### Text excerpt
==============================
But what we really want is to just select the RT column.

anova_data[anova_data['Condition']=='high']['RT']
12     828
13     925
14     915
15     869
16     804
17     835
18    1022
19     919
20     842
21     805
22     879
23     733
Name: RT, dtype: int64

By building on the above we can create two new variables, one corresponding to the data for the high condition group and the other for the low condition group.

high_group = anova_data[anova_data['Condition']=='high']['RT']
low_group = anova_data[anova_data['Condition']=='low']['RT']

We are now in a position to run a 1-way ANOVA. We use thef_oneway function in the stats module to do this. The two parameters that it needs are the two groups that we are wanting to compare to test the null hypothesis that the two groups have the same population mean. If we had three groups, we would pass the three groups to the function.

stats.f_oneway(high_group, low_group)
F_onewayResult(statistic=91.2168592809951, pvalue=2.767399319989348e-09)
==============================
### Stated exercise A
According to the ANOVA tutorial text, what would you pass to the function if there were three groups?
### Stated exercise B
Write the next part of the ANOVA tutorial text, picking up after its final output line.

### Raw data
==============================
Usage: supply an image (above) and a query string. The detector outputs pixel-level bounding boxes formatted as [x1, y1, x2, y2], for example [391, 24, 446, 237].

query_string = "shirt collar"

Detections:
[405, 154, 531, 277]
==============================
### Exercise response A
You would pass the three groups to the function.

### Exercise response B
Remember, the p-value is the probability of obtaining test results at least as extreme as the results observed, under the assumption that the null hypothesis is true. Note, the output above gives us the F-value and the p-value but not the degrees of freedom. As we just have two groups, we could also run an independent sample t-test using the ttest_ind function from stats.

stats.ttest_ind(high_group, low_group)
Ttest_indResult(statistic=-9.550751765227444, pvalue=2.7673993199893327e-09)

Note that the p-value is the same as we found with our ANOVA. And the F-statistic in the ANOVA is the t-statistic squared.

9.550751765227444 * 9.550751765227444
91.21685928099514

If we had three groups in our study, we could run the 1-way ANOVA as we did above and then if that is significant, we could run multiple t-tests with a manually adjusted alpha level (e.g., using the Bonferroni correction). One of the limitations with using the stats module is that degrees of freedom are not reported, nor is information about the residuals. In order to generate an ANOVA table more like the type we’re familiar with we are going to use the statsmodels package. This isn’t a package we yet have in our data_science environment so we need to install it using the Terminal shell.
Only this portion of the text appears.